* PROVIDED PASSAGE
—————
It’s like the scene in Sidney Lumet’s Network (1976) where the news audience is exhorted to yell from their windows, “I’m as mad as hell, and I’m not going to take this anymore!” Leaning out of one’s little space, recognizing one’s implication in the interlocking systems that make meaning, and calling across the divide to others in their other little spaces: transmission, translation, transformation (and so forth) depend on this.

To make such universalizing claims, however, is not to downplay the specificity of language-patterns tailored to the needs and wishes of trans and genderqueer subjects. It’s notable, for instance, how often the writings in this anthology use brackets, slashes, all-lower-
casings, and other paralinguistic markers of indeterminacy and blending. Or take pronouns, those portals between embodiment and grammar: Who accepts conventional terms — she, he — that may or may not be the same language-part with which he or she was identified at birth? Which individual uses a new or repurposed pronoun — xie, hir, it, they — inventing a verbal instrument better suited to the deictic task at hand? Who contrives to avoid sentence constructions requiring pronouns altogether? For a cis-reader who may not have thought deeply about how gender encrypts in language — or for a seeker starting to wonder if “he” or “she” is really hir right label — these new terms might feel as disorienting as the old ones do for Keer and Banias. At the same time, for poetry-loving people, such derangements of received significance are precious. It’s “troublings” like these we go to poetry to find.
—————
* DATA SECTION
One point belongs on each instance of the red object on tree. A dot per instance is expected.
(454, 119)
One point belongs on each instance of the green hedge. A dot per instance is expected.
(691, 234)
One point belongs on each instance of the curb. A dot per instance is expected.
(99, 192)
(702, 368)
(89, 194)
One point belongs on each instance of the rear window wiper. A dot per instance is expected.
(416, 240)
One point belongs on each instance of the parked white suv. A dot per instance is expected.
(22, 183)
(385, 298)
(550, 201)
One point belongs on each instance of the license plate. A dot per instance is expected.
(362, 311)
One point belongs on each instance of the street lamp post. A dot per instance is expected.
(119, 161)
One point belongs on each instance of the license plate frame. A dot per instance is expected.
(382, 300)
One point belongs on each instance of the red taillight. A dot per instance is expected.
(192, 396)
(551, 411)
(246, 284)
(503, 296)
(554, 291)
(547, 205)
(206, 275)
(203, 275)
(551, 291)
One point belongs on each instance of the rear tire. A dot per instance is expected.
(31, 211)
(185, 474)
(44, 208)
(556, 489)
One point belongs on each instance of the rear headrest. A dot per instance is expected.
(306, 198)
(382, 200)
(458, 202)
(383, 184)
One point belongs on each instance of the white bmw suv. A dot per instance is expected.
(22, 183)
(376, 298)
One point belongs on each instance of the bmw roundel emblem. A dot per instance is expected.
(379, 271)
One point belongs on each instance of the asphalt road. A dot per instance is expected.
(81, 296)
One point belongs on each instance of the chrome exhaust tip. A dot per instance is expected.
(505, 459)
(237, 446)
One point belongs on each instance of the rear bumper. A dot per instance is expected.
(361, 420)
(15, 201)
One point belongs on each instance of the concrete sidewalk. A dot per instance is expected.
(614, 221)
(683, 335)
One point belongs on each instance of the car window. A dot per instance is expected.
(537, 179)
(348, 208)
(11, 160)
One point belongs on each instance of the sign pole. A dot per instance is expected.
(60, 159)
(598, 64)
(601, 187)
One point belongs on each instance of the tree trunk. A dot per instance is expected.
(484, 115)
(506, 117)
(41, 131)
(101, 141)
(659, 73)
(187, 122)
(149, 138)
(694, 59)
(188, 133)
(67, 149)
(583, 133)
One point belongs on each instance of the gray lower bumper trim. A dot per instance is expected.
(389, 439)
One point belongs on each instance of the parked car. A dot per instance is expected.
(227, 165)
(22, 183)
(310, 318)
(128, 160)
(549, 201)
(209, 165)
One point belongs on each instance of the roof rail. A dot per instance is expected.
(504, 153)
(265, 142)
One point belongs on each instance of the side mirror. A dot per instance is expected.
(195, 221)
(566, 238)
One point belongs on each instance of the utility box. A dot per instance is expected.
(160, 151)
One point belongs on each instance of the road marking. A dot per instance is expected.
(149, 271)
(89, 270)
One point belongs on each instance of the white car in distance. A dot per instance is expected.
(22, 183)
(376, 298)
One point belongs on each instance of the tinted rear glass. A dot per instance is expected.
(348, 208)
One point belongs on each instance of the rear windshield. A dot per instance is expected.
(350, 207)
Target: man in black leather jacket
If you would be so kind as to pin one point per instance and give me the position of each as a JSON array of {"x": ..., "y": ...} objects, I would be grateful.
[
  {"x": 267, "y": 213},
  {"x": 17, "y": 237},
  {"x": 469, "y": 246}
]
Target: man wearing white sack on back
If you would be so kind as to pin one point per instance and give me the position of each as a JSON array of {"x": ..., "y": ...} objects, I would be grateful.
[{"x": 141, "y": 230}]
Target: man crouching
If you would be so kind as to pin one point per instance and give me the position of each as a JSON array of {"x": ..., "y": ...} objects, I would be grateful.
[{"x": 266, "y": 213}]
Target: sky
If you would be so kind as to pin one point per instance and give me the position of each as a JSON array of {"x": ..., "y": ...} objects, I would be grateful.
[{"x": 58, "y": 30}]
—————
* TASK REQUIREMENTS
a. From the passage on gender and language, extract the stretch from "It’s like the" through "depend on this.".
b. How would you render this sentence from the passage on gender and language in Spanish: "It’s “troublings” like these we go to poetry to find."
c. Which new or repurposed pronouns does the passage on gender and language list?

* PER-TASK OUTPUTS
a.
It’s like the scene in Sidney Lumet’s Network (1976) where the news audience is exhorted to yell from their windows, “I’m as mad as hell, and I’m not going to take this anymore!” Leaning out of one’s little space, recognizing one’s implication in the interlocking systems that make meaning, and calling across the divide to others in their other little spaces: transmission, translation, transformation (and so forth) depend on this.

b. Son «perturbaciones» como estas las que vamos a buscar en la poesía.

c. Xie, hir, it, and they.